_Problem statement_: Starting with the line that contains "Reviewer note: check that each instance of the striped" and going on through the end of the records, write out every line again, requests included. Shift each answer coordinate by adding 106 to every x and y value, and leave the coordinates in the requests and their samples unchanged.

_Extracted information_:
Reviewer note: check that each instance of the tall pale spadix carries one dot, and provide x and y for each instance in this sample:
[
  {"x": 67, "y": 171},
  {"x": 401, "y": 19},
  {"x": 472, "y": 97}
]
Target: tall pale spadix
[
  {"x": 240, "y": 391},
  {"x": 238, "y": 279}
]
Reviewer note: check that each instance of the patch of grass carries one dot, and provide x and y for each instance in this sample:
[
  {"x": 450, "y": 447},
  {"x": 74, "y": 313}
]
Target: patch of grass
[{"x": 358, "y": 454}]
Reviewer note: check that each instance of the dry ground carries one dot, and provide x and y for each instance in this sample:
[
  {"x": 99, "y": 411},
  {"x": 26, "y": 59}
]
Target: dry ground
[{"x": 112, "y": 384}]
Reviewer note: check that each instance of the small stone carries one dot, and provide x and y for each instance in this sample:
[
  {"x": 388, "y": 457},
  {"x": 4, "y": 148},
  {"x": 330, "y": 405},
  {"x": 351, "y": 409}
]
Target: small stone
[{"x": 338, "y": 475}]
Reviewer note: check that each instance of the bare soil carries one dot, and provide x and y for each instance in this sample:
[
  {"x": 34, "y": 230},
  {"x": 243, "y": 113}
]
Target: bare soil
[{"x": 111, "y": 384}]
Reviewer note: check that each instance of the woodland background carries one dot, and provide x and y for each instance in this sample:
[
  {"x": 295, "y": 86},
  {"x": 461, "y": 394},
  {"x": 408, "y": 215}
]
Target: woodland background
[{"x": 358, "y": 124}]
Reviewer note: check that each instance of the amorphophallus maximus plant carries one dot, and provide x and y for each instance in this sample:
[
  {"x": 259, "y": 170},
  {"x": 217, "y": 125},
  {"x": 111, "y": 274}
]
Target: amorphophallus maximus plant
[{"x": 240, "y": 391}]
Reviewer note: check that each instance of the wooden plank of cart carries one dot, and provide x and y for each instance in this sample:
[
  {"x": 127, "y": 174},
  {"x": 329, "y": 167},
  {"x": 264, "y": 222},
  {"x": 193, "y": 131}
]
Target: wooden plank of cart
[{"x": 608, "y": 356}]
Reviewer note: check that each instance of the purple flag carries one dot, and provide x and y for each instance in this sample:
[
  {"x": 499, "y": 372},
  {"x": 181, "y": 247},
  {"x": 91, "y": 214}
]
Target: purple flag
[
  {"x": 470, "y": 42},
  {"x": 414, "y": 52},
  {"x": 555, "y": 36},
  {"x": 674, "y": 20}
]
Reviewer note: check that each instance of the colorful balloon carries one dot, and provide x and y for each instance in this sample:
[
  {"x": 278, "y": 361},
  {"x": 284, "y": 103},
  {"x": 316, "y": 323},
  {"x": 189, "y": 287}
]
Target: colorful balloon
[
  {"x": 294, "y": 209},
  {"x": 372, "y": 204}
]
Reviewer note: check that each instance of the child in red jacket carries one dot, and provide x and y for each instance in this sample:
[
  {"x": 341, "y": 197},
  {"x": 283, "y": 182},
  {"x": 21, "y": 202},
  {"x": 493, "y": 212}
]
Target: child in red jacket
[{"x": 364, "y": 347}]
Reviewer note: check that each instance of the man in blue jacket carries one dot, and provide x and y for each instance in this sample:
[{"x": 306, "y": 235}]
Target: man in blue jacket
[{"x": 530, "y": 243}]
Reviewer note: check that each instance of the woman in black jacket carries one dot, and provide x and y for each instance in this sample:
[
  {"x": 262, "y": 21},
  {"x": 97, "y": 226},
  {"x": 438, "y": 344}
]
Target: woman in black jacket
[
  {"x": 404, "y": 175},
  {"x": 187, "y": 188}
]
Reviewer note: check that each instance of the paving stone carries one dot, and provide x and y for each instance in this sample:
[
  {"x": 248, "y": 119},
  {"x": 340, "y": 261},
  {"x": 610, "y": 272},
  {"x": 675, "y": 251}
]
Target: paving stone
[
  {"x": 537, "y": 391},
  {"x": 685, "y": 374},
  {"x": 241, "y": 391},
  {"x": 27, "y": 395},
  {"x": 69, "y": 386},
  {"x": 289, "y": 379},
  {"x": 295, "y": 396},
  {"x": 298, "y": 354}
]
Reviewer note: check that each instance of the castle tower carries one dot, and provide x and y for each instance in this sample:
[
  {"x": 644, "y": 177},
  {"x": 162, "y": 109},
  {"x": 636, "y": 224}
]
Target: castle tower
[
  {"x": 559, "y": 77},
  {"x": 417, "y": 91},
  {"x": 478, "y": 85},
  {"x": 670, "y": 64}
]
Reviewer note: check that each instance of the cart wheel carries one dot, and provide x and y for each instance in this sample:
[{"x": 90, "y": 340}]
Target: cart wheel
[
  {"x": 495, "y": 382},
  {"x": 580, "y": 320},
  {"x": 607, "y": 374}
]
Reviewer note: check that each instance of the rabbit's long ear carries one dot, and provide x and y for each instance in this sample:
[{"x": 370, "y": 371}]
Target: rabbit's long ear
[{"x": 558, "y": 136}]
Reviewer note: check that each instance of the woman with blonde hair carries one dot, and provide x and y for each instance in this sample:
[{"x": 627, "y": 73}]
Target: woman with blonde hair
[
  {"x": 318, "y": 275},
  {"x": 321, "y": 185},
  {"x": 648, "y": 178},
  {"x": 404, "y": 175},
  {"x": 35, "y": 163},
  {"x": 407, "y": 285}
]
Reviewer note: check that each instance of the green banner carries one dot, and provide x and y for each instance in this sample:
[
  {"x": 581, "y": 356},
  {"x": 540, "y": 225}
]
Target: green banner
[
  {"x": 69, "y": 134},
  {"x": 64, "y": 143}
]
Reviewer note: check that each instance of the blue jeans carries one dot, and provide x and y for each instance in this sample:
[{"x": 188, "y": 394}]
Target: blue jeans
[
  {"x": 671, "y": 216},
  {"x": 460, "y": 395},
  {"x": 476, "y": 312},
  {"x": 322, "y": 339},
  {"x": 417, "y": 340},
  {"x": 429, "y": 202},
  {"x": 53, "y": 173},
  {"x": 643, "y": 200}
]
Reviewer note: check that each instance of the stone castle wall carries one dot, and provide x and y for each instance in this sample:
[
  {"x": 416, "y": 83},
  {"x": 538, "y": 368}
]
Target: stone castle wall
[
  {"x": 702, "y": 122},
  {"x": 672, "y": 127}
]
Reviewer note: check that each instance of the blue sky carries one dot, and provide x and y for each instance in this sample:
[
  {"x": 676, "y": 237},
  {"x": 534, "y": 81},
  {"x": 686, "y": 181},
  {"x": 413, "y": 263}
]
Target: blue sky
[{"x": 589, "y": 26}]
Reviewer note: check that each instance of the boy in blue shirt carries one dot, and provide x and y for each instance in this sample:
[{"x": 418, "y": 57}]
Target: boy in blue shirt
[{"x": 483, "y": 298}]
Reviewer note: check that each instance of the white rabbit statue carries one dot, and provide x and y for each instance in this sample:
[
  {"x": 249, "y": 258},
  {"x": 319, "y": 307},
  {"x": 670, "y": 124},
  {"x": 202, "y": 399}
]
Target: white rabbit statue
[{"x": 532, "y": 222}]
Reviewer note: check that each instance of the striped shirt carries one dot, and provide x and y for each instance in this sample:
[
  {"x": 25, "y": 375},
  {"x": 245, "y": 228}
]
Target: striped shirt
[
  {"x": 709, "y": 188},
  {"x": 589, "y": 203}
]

_Answer to the problem_:
Reviewer note: check that each instance of the striped shirt carries one dot, and provide x and y for each instance in this sample:
[
  {"x": 25, "y": 375},
  {"x": 245, "y": 228}
]
Target: striped shirt
[
  {"x": 815, "y": 294},
  {"x": 695, "y": 309}
]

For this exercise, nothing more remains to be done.